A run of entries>
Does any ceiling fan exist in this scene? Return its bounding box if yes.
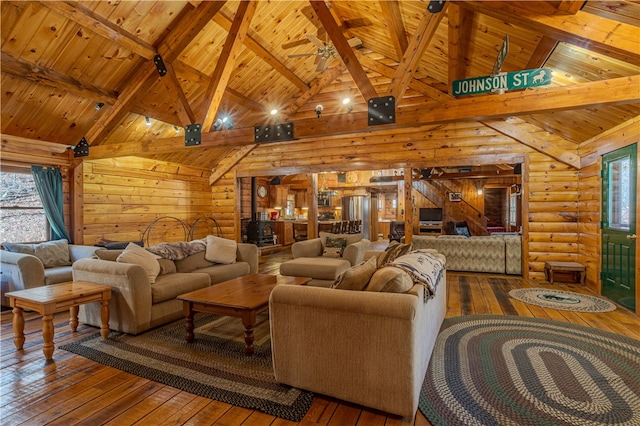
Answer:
[289,34,362,72]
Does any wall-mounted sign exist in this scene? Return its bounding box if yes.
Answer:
[452,68,552,96]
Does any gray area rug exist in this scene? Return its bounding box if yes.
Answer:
[60,312,313,421]
[419,315,640,426]
[509,288,616,312]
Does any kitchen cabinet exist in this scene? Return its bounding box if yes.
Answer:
[275,221,294,246]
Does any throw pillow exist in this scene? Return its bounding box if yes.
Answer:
[365,266,413,293]
[378,241,413,267]
[331,257,378,291]
[322,237,347,258]
[33,240,71,268]
[2,243,34,254]
[204,235,238,264]
[116,243,160,284]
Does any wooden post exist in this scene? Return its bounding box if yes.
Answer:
[404,167,413,244]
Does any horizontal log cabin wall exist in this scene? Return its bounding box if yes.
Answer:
[82,157,212,245]
[578,117,640,302]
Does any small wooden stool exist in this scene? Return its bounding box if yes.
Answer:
[544,262,587,285]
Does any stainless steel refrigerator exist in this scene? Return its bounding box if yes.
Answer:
[342,195,371,239]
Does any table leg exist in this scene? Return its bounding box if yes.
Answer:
[42,315,54,361]
[100,300,109,339]
[183,301,195,343]
[13,308,24,351]
[242,311,256,355]
[69,306,78,332]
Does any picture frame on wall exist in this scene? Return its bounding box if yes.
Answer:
[449,192,462,201]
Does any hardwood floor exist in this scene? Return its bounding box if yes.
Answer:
[0,252,640,426]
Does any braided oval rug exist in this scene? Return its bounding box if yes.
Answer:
[419,315,640,426]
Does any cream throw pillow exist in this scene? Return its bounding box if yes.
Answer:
[33,240,71,268]
[116,243,160,284]
[332,256,378,291]
[204,235,238,264]
[365,266,413,293]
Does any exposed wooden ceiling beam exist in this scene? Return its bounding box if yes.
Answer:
[85,1,224,145]
[0,52,118,105]
[525,36,558,70]
[459,0,640,64]
[379,0,409,60]
[447,3,475,87]
[213,13,309,91]
[481,117,580,169]
[42,1,156,59]
[89,76,640,164]
[202,0,258,132]
[389,3,448,105]
[309,0,378,101]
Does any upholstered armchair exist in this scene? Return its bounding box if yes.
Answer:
[280,232,371,287]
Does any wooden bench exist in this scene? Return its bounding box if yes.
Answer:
[544,262,587,285]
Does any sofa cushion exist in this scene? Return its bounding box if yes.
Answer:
[193,262,251,284]
[151,272,210,305]
[365,266,413,293]
[2,239,71,268]
[158,259,177,275]
[33,240,71,268]
[319,232,364,247]
[204,235,238,264]
[331,257,378,291]
[116,243,160,284]
[95,249,124,262]
[280,257,351,281]
[322,237,347,258]
[378,241,413,267]
[175,251,215,272]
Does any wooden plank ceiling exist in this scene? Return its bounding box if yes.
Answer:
[0,0,640,170]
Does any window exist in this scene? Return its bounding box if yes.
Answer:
[0,172,49,243]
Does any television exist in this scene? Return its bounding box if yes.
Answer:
[420,207,442,222]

STATED PROBLEM> Convert the entries from the start through the line containing "[0,252,640,426]", inclusive, into a two-column CSV with the headers "query" and "response" and one row per entry. Quote each field, turn any line breaks into spaces, and leave out the pictures.

TASK RESULT>
query,response
"Does any ceiling fan exist in this scene? Return its bounding box if yes. Answer:","[289,34,362,72]"
"Does any wall-mounted sign exist in this scene? Return its bounding box if yes. Answer:","[452,68,552,96]"
"Does any gray area rug exist in this scene? Return its bounding box if yes. Answer:","[60,312,313,421] [419,315,640,426] [509,288,616,312]"
"Does any kitchen cabinet exist in this scene? Return its bounding box if yes. Answer:","[275,221,294,246]"
"Does any throw pillow exist in this scene? Return its bounding box if yes. Answer:","[365,266,413,293] [378,241,413,267] [331,257,378,291] [322,237,347,258] [33,240,71,268] [2,243,34,254] [204,235,238,264] [116,243,160,284]"
"Does any wooden post exist in this scene? Return its bounding box if yes. Answer:","[404,167,413,244]"
"Does any horizontal log cabin wall exist in this scene? Return its bounding box if yes. Answer:","[82,157,212,245] [578,117,640,302]"
"Does any small wooden stool exist in this scene? Return its bounding box if yes. Answer:","[544,262,587,285]"
"Does any stainless steel refrigerator exist in this scene? Return its bounding box if yes. Answer:","[342,195,371,239]"
"Does any table leg exist in this scene? Return its bounding box if yes. Answer:","[42,315,54,361] [100,300,109,339] [183,301,195,343] [13,308,24,351] [242,311,256,355] [69,306,78,332]"
"Does any picture frame on wall exist in this scene? Return its bounding box if yes. Answer:","[449,192,462,201]"
"Does any hardwood floor exist in this scene? Return its bounding box if yes. Answer:","[0,252,640,426]"